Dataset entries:
-------------------------

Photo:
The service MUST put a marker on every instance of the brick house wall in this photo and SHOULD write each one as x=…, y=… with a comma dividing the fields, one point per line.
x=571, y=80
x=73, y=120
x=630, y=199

-------------------------

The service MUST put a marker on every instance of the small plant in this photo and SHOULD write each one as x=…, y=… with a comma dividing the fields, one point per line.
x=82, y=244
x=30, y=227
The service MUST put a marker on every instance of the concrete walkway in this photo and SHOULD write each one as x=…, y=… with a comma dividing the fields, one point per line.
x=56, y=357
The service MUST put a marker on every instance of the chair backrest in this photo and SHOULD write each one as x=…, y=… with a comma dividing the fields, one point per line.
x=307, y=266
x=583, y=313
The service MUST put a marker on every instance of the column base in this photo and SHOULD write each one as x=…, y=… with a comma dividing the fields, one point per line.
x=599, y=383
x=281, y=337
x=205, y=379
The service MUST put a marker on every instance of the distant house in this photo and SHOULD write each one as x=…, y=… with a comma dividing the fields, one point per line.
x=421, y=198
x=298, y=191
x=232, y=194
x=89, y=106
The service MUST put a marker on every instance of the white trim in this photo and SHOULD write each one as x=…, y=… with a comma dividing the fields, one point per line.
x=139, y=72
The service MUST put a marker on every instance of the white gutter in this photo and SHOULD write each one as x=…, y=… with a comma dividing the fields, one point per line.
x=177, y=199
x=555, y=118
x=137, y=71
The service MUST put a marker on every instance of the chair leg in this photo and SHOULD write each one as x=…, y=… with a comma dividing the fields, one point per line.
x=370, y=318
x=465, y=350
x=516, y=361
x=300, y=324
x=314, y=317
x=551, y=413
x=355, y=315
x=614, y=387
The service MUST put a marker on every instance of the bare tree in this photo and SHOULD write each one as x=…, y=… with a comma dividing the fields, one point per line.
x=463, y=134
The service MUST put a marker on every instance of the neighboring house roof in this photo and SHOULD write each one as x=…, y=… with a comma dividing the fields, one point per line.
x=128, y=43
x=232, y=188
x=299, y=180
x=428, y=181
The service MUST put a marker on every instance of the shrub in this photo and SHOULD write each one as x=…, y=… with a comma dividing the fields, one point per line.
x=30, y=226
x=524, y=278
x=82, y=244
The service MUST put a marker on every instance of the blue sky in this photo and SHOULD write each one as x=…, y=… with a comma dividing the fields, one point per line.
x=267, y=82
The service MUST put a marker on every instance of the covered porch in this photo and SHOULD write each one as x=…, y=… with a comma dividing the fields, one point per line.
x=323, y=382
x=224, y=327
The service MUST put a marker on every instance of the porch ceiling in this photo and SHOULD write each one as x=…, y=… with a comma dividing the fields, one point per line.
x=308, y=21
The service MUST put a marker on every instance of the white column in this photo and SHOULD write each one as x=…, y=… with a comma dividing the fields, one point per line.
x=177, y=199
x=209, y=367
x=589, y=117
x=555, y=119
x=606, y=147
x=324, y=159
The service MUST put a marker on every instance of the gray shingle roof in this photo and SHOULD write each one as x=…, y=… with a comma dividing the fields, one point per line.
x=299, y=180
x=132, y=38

-------------------------

GOAL OF THE EXERCISE
Convert the records from the line containing "of the distant" through the line containing "x=463, y=134" into a two-column CSV with the headers request and answer, one row per record. Put each value in a single quoted field and replace any line breaks with spaces.

WORKED SOLUTION
request,answer
"The service MUST put a marker on every instance of the distant house in this photo and SHOULD write each one as x=…, y=… with a comma dividing the fields, one point per line.","x=421, y=198 x=298, y=191 x=232, y=194 x=89, y=106"
"The service MUST put a marker on every instance of the white trim in this photo and SHOULD write each one as x=…, y=… with a comma dividing the fields, one point per line.","x=139, y=72"
"The service MUST put a marker on every instance of the white gutter in this photo and SHOULD write each one as x=…, y=… with a comma dividing the fields, one point per line.","x=177, y=199 x=555, y=118 x=137, y=71"
"The service MUST put a marker on every instance of the chair leg in this photo and SHOULD write each one as x=…, y=… with a comma dividing the fields, one point per line.","x=370, y=318 x=465, y=350 x=516, y=361 x=300, y=324 x=314, y=317 x=551, y=413 x=355, y=315 x=614, y=387"
"The service MUST put a marker on every instance of the bare tree in this photo and SHOULD write each one as x=…, y=… with a comma dividing the fields, one point per line.","x=463, y=134"